## THE TASK
Every line below must be reproduced exactly. Copy them all.

Location identification items:
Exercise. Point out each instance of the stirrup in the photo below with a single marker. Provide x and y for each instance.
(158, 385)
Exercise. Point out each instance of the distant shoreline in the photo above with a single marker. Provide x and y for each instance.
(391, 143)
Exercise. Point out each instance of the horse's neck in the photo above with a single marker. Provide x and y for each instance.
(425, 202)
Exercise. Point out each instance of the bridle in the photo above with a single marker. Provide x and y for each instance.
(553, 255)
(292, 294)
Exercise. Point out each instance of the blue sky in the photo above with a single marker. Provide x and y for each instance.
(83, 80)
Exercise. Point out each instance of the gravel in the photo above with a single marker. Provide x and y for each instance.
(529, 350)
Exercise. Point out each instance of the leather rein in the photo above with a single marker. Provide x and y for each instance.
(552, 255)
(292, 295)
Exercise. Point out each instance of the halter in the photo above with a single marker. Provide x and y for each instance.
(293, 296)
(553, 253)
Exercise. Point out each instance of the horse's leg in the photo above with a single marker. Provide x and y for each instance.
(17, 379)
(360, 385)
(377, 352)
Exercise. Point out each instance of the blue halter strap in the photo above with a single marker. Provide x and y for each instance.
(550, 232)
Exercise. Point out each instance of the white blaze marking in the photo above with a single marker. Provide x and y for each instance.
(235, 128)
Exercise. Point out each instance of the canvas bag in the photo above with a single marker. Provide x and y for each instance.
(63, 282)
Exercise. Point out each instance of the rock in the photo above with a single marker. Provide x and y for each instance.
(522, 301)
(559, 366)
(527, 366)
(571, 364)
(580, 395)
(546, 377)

## SOLUTION FOR THIS TASK
Exercise. Point out each instance of the stirrup in the photo below with a single marker. Provide x and y for each instance.
(158, 385)
Exercise. Point out each instance of the distant shoreline in the photo above with a single marker. Provide x and y for each instance.
(391, 143)
Exercise. Point out each instance of the horse's neck in the photo above with a single marker. Provide x and y for each instance.
(425, 202)
Exercise. Point out each instance of the bridle in the photo above with a single marker. Provide x and y for each instance.
(553, 255)
(292, 294)
Exercise. Point out each instance of the blue sky in the photo above with a single marker. Provide x and y for each instance.
(83, 80)
Exercise. Point out each instance of the gravel in the photo above with a single marker. Provide x and y for each instance.
(529, 350)
Exercise. Point out each instance of the leather rein in the photo above with a single marker. Provide x and y for each instance.
(552, 255)
(292, 295)
Exercise. Point out each instance of the halter in the photo above with a single marker. Provide x and y for each instance.
(293, 296)
(553, 253)
Exercise. Point out each instance of the horse's leg in the photo above with a single marker. Provide x and y for each instance.
(17, 379)
(360, 385)
(377, 352)
Exercise. Point out each instance of the blue halter strap in the photo above with a single marker. Provide x and y for each instance.
(550, 232)
Exercise. Point out each instance of the white blaze marking in the photo above with a single marker. Provide x and y for each instance.
(235, 128)
Exercise. Point out each instance of the canvas bag in the photo above with a single marker. Provide x and y for each instance.
(63, 282)
Exercise. Point out each instance of the rock in the photo above with a single marker. Provide x and y for each instance.
(522, 301)
(559, 366)
(527, 366)
(571, 364)
(580, 395)
(546, 377)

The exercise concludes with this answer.